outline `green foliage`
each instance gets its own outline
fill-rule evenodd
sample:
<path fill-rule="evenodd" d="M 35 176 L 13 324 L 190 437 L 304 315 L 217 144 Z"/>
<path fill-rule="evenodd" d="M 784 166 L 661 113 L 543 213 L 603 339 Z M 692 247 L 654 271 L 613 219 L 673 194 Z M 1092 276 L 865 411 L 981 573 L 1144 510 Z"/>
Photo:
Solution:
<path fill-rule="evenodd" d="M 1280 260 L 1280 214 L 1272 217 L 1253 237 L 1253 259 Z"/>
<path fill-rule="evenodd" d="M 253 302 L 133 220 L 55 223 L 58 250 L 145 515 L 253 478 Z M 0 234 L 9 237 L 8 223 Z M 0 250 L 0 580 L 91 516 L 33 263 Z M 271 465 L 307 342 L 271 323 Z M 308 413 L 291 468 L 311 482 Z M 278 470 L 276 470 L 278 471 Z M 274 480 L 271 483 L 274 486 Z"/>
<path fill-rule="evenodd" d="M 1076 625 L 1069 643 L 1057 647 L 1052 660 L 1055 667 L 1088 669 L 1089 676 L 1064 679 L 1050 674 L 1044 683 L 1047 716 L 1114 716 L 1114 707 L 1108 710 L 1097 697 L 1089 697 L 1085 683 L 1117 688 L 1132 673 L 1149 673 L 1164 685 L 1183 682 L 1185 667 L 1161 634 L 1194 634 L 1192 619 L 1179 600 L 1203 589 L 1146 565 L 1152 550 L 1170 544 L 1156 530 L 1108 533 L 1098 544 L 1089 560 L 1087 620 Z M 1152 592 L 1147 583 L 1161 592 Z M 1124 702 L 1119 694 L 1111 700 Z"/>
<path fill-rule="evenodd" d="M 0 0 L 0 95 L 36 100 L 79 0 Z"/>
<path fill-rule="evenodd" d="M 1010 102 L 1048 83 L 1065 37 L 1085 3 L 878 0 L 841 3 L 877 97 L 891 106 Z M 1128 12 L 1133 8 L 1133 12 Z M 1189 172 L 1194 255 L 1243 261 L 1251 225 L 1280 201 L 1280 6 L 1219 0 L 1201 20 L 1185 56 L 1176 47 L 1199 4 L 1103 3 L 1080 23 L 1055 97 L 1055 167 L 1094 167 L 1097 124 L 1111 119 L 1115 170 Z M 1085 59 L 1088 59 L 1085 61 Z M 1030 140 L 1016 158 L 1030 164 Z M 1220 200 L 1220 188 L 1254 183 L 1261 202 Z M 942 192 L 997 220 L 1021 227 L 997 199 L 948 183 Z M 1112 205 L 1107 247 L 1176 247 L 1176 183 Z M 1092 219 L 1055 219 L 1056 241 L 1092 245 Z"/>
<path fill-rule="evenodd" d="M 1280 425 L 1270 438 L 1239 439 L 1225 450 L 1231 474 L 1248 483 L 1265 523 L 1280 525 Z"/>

========================================================================

Exactly reproduce every record.

outline `green foliage`
each instance gets its own outline
fill-rule evenodd
sample:
<path fill-rule="evenodd" d="M 35 176 L 13 324 L 190 437 L 304 315 L 217 144 Z"/>
<path fill-rule="evenodd" d="M 784 166 L 661 113 L 543 213 L 603 339 Z M 692 247 L 654 271 L 613 219 L 673 194 Z M 1092 276 L 865 411 L 981 573 L 1144 510 Z"/>
Photo:
Solution:
<path fill-rule="evenodd" d="M 1280 260 L 1280 214 L 1272 217 L 1253 237 L 1253 259 Z"/>
<path fill-rule="evenodd" d="M 253 302 L 133 220 L 55 223 L 58 250 L 145 515 L 253 478 Z M 0 234 L 9 237 L 8 223 Z M 0 250 L 0 580 L 91 516 L 33 263 Z M 271 465 L 307 342 L 271 323 Z M 308 413 L 291 468 L 311 482 Z M 278 470 L 276 470 L 278 471 Z M 274 480 L 271 483 L 274 486 Z"/>
<path fill-rule="evenodd" d="M 1076 625 L 1069 643 L 1057 647 L 1052 660 L 1055 667 L 1088 669 L 1089 676 L 1064 679 L 1050 674 L 1044 683 L 1047 716 L 1114 716 L 1114 707 L 1108 710 L 1097 697 L 1089 697 L 1085 683 L 1117 688 L 1132 673 L 1149 673 L 1164 685 L 1183 682 L 1185 667 L 1161 634 L 1194 634 L 1192 619 L 1179 600 L 1203 589 L 1146 565 L 1152 550 L 1170 544 L 1156 530 L 1108 533 L 1098 544 L 1089 560 L 1087 620 Z M 1152 592 L 1147 583 L 1161 592 Z M 1124 702 L 1119 694 L 1111 700 Z"/>
<path fill-rule="evenodd" d="M 0 0 L 0 95 L 36 100 L 79 0 Z"/>
<path fill-rule="evenodd" d="M 1010 102 L 1048 83 L 1065 37 L 1085 3 L 878 0 L 841 3 L 877 97 L 891 106 Z M 1128 12 L 1133 8 L 1133 12 Z M 1189 172 L 1194 255 L 1243 261 L 1251 225 L 1280 201 L 1280 6 L 1219 0 L 1201 20 L 1185 56 L 1176 47 L 1199 4 L 1103 3 L 1080 23 L 1055 97 L 1055 167 L 1094 167 L 1097 124 L 1111 119 L 1115 170 Z M 1085 59 L 1088 59 L 1085 61 Z M 1030 140 L 1016 158 L 1030 164 Z M 1220 200 L 1220 188 L 1254 183 L 1261 202 Z M 942 192 L 997 220 L 1021 227 L 997 199 L 948 183 Z M 1112 205 L 1107 247 L 1176 247 L 1176 183 Z M 1092 219 L 1055 219 L 1056 241 L 1092 245 Z"/>
<path fill-rule="evenodd" d="M 1280 425 L 1270 438 L 1239 439 L 1225 450 L 1231 474 L 1248 483 L 1265 523 L 1280 525 Z"/>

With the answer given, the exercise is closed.